Transcribe, with complete accuracy, all of the entries below except for the pictures.
====
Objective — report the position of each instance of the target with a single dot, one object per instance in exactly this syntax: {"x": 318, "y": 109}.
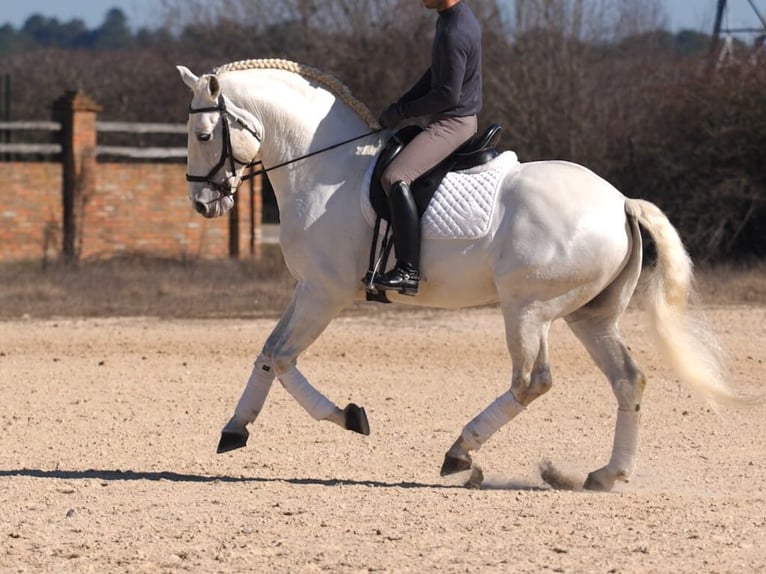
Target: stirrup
{"x": 400, "y": 279}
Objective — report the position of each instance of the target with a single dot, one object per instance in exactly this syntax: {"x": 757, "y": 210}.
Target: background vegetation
{"x": 600, "y": 83}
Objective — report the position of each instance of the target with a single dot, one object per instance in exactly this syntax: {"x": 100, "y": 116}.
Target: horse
{"x": 560, "y": 243}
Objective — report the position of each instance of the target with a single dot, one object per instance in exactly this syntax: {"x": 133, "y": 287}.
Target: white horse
{"x": 561, "y": 243}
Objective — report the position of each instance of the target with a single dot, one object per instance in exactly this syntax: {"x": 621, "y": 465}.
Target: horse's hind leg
{"x": 526, "y": 337}
{"x": 601, "y": 337}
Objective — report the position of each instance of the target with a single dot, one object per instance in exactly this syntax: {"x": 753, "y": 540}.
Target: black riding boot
{"x": 406, "y": 225}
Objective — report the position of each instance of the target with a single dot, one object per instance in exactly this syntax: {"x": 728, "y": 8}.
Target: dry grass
{"x": 146, "y": 286}
{"x": 204, "y": 289}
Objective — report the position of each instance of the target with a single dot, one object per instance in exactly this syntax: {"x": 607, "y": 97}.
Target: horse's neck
{"x": 298, "y": 118}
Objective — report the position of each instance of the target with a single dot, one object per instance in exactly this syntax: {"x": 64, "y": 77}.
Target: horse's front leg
{"x": 307, "y": 316}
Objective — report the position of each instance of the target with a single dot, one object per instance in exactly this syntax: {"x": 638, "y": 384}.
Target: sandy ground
{"x": 109, "y": 427}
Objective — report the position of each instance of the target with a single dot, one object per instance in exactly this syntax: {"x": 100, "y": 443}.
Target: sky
{"x": 691, "y": 14}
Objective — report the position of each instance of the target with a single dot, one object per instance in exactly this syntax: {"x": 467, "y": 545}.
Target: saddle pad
{"x": 462, "y": 206}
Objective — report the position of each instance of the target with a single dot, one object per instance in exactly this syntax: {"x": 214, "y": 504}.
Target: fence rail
{"x": 139, "y": 153}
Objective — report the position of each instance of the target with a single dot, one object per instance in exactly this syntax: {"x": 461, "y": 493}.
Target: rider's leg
{"x": 440, "y": 138}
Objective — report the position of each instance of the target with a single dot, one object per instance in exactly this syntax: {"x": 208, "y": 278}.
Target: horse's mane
{"x": 332, "y": 84}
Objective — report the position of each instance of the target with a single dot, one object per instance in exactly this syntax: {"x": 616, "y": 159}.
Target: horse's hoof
{"x": 599, "y": 481}
{"x": 232, "y": 440}
{"x": 476, "y": 479}
{"x": 356, "y": 419}
{"x": 453, "y": 464}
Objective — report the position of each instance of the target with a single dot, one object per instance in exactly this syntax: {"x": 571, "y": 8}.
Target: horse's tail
{"x": 688, "y": 345}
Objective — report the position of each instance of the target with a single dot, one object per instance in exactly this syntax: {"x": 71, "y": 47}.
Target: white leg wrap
{"x": 315, "y": 403}
{"x": 251, "y": 402}
{"x": 490, "y": 420}
{"x": 623, "y": 459}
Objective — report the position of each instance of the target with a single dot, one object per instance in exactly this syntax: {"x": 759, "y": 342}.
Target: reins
{"x": 228, "y": 153}
{"x": 308, "y": 155}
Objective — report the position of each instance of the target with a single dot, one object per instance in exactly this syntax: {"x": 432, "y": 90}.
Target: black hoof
{"x": 356, "y": 419}
{"x": 232, "y": 441}
{"x": 453, "y": 464}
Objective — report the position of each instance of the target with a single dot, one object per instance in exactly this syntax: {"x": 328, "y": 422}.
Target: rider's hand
{"x": 390, "y": 117}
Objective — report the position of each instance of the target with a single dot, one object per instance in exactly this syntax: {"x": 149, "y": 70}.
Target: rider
{"x": 450, "y": 93}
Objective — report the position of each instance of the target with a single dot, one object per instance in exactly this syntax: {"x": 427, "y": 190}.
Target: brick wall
====
◆ **Task answer**:
Objective — report the position of each instance of the target with a single dot, one object per instance in exactly this syntax: {"x": 318, "y": 109}.
Target: stirrup
{"x": 400, "y": 279}
Objective — report the position of each instance of the target with a single dot, one object per instance in exactly this syntax: {"x": 757, "y": 210}.
Target: background vegetation
{"x": 600, "y": 83}
Objective — report the position of each instance of the target with a single dot, one object per instance in exactly this syntax: {"x": 100, "y": 116}.
Target: horse
{"x": 560, "y": 243}
Objective — report the position of each instance of the target with a single dot, one object per instance in exactly this syntax: {"x": 133, "y": 287}.
Target: white horse
{"x": 561, "y": 243}
Objective — report the position of each instance of the target with a single dot, one object per instance in exactly this syntax: {"x": 621, "y": 465}.
Target: horse's hind leg
{"x": 526, "y": 337}
{"x": 601, "y": 337}
Objective — report the position of each instance of the target with a single dot, one object per instance in exactly this syntax: {"x": 753, "y": 540}.
Target: black riding boot
{"x": 406, "y": 225}
Objective — report the position of each instance of the target with a single dot, one object per instance in exactly this syntax: {"x": 728, "y": 8}.
Target: dry grass
{"x": 146, "y": 286}
{"x": 204, "y": 289}
Objective — report the position of each instance of the target with a single dot, one object per instance in exactly this syntax: {"x": 607, "y": 97}.
Target: horse's neck
{"x": 298, "y": 118}
Objective — report the position of each instance of the target with a single dot, one object per instance in exactly this syntax: {"x": 64, "y": 77}.
Target: horse's front leg
{"x": 307, "y": 316}
Objective — report the position of each instance of the target with a single dot, one object per instance in exactly this syntax: {"x": 638, "y": 384}.
Target: sandy ground
{"x": 109, "y": 427}
Objective — report the position of each instance of the target with a single dot, one object per instance in exactly this syntax: {"x": 100, "y": 443}.
Target: sky
{"x": 691, "y": 14}
Objective — report the position of each instance of the target with a single dot, one object per instance in exactly this syntax: {"x": 467, "y": 545}.
Target: saddle pad
{"x": 462, "y": 206}
Objective — report the position of each instance of the target with a single dot, one object per instance in exactly this syntax: {"x": 214, "y": 504}.
Target: fence rail
{"x": 139, "y": 153}
Objective — report the position of each instance of the target with a single dot, one object per instance in exactly this syntax: {"x": 461, "y": 493}.
Target: rider's leg
{"x": 440, "y": 138}
Objective — report the position of each instance of the target with a single dot, one object per instance in exactly this syntax: {"x": 208, "y": 278}.
Target: horse's mane
{"x": 332, "y": 84}
Objective — report the position of each instance of the target with a single dot, one object per instance in exactly this syntax: {"x": 616, "y": 159}.
Target: horse's hoof
{"x": 599, "y": 481}
{"x": 232, "y": 440}
{"x": 476, "y": 479}
{"x": 356, "y": 419}
{"x": 453, "y": 464}
Objective — report the position of each instance of the target with a single dot, one object per instance in exactly this syntax: {"x": 571, "y": 8}.
Target: horse's tail
{"x": 688, "y": 345}
Objective — report the position of each instance of the target with a single dot, one object per instance in exactly this syntax: {"x": 71, "y": 47}.
Target: white leg wrap
{"x": 315, "y": 403}
{"x": 251, "y": 402}
{"x": 490, "y": 420}
{"x": 623, "y": 459}
Objective — report the position of each instance of the target with a single dot, one object per instance in exactly this syntax: {"x": 759, "y": 342}.
Target: reins
{"x": 228, "y": 153}
{"x": 308, "y": 155}
Objective — report the position of each instance of the target with a single dot, one object per instance in exactly this syntax: {"x": 432, "y": 90}.
Target: black hoof
{"x": 356, "y": 419}
{"x": 232, "y": 441}
{"x": 453, "y": 464}
Objective — report the position of each instance of the target with a single dot, one object per instance in exactly this syntax: {"x": 328, "y": 422}.
Target: rider's hand
{"x": 390, "y": 117}
Objective — report the position of each instance of the target with a single dot, one object per instance in exactly this syntax: {"x": 149, "y": 70}.
Target: rider
{"x": 450, "y": 93}
Objective — report the position of each instance of the target with a single dot, one object per instance in exactly this syntax: {"x": 427, "y": 190}.
Target: brick wall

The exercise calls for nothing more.